**** LISTED RECORDS

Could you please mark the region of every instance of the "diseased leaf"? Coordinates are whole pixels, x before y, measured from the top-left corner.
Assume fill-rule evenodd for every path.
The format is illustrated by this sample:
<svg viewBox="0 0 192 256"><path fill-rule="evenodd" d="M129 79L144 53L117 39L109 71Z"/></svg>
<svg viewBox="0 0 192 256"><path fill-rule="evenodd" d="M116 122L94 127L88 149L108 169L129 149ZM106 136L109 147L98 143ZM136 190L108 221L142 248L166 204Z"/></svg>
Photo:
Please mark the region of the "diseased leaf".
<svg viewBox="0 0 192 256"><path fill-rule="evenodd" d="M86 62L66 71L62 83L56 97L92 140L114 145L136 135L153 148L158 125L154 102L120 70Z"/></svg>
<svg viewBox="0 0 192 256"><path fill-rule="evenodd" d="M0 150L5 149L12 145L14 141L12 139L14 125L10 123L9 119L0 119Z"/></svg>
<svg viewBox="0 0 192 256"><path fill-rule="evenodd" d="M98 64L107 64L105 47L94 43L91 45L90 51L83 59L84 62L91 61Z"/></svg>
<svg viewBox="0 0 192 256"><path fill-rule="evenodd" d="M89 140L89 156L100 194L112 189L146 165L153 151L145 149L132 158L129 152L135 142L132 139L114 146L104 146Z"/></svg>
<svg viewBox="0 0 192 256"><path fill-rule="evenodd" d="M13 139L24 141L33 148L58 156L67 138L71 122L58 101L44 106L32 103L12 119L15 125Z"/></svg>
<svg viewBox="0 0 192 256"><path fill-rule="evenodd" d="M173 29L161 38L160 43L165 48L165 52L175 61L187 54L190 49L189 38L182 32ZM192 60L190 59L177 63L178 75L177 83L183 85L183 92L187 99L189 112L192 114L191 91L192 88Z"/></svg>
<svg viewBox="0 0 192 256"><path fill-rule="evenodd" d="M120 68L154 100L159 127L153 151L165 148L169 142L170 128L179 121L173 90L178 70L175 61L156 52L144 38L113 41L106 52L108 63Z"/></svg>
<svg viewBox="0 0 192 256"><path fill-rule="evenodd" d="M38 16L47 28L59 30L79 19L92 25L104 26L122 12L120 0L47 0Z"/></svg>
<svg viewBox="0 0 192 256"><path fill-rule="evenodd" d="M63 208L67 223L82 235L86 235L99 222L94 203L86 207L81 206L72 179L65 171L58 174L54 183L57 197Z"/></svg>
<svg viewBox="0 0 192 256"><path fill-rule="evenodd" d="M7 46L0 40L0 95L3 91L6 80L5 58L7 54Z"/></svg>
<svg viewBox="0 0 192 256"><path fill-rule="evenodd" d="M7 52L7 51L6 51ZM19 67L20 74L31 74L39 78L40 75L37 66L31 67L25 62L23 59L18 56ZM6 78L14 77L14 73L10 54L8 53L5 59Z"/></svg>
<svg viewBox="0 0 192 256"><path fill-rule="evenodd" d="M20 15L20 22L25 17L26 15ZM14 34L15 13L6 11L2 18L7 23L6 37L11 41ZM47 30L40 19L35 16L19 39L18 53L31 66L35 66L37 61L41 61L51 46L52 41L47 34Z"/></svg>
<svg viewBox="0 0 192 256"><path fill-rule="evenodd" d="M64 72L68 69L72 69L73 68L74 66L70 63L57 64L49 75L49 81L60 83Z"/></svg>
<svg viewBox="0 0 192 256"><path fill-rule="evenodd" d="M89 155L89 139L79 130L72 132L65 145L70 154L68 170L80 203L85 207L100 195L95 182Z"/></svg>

********

■ JOB ■
Rewrite the rows above, replacing "region" with "area" wherever it occurs and leaving everything else unchanged.

■ FULL ANSWER ■
Could you please mark the area of every instance of the "diseased leaf"? Coordinates are whole pixels, x before y, measured from the top-left corner.
Assume fill-rule evenodd for every path.
The format is illustrated by this sample:
<svg viewBox="0 0 192 256"><path fill-rule="evenodd" d="M129 79L144 53L117 39L109 71Z"/></svg>
<svg viewBox="0 0 192 256"><path fill-rule="evenodd" d="M116 122L94 127L88 149L108 169L129 149ZM106 136L109 147L98 143ZM136 190L108 221L142 248L166 204Z"/></svg>
Photo:
Please mark the area of the "diseased leaf".
<svg viewBox="0 0 192 256"><path fill-rule="evenodd" d="M86 62L66 71L62 83L56 97L92 140L114 145L136 135L153 148L158 125L154 102L120 70Z"/></svg>
<svg viewBox="0 0 192 256"><path fill-rule="evenodd" d="M0 150L5 149L12 145L14 141L12 139L14 125L10 123L9 119L0 119Z"/></svg>
<svg viewBox="0 0 192 256"><path fill-rule="evenodd" d="M98 64L107 64L105 47L94 43L91 45L90 51L83 59L84 62L91 61Z"/></svg>
<svg viewBox="0 0 192 256"><path fill-rule="evenodd" d="M89 140L89 156L100 194L112 189L146 165L153 151L145 149L132 158L129 152L135 142L132 139L114 146L104 146Z"/></svg>
<svg viewBox="0 0 192 256"><path fill-rule="evenodd" d="M13 139L24 141L33 148L58 156L67 138L71 122L58 101L44 106L32 103L12 119L15 125Z"/></svg>
<svg viewBox="0 0 192 256"><path fill-rule="evenodd" d="M173 29L161 38L160 43L165 48L165 52L175 61L187 54L190 49L189 38L182 32ZM192 60L190 59L177 63L178 75L177 83L183 85L183 92L187 99L189 112L192 114L191 91L192 88Z"/></svg>
<svg viewBox="0 0 192 256"><path fill-rule="evenodd" d="M120 68L154 100L159 127L153 151L165 148L169 142L170 128L179 121L173 90L178 70L175 61L156 52L144 38L113 41L106 52L108 63Z"/></svg>
<svg viewBox="0 0 192 256"><path fill-rule="evenodd" d="M38 16L47 28L59 30L79 19L92 25L104 26L122 12L120 0L47 0Z"/></svg>
<svg viewBox="0 0 192 256"><path fill-rule="evenodd" d="M63 208L67 223L82 235L86 235L99 222L94 203L86 207L81 206L72 179L65 171L58 174L54 183L57 197Z"/></svg>
<svg viewBox="0 0 192 256"><path fill-rule="evenodd" d="M7 46L0 40L0 95L3 91L6 80L5 58L7 54Z"/></svg>
<svg viewBox="0 0 192 256"><path fill-rule="evenodd" d="M7 52L7 51L6 51ZM19 67L20 74L31 74L39 78L40 75L37 66L31 67L25 62L23 59L18 56ZM6 78L14 77L14 73L10 54L8 53L5 59Z"/></svg>
<svg viewBox="0 0 192 256"><path fill-rule="evenodd" d="M20 15L20 22L25 17L26 15ZM14 34L15 13L6 11L2 18L7 23L6 37L11 41ZM47 30L40 19L35 16L19 39L18 53L31 66L35 66L37 61L41 61L51 46L52 41L47 34Z"/></svg>
<svg viewBox="0 0 192 256"><path fill-rule="evenodd" d="M64 72L68 69L72 69L73 68L74 66L70 63L57 64L49 75L49 81L60 83Z"/></svg>
<svg viewBox="0 0 192 256"><path fill-rule="evenodd" d="M89 155L89 139L79 130L72 132L65 145L70 154L68 170L80 203L85 207L100 195L95 182Z"/></svg>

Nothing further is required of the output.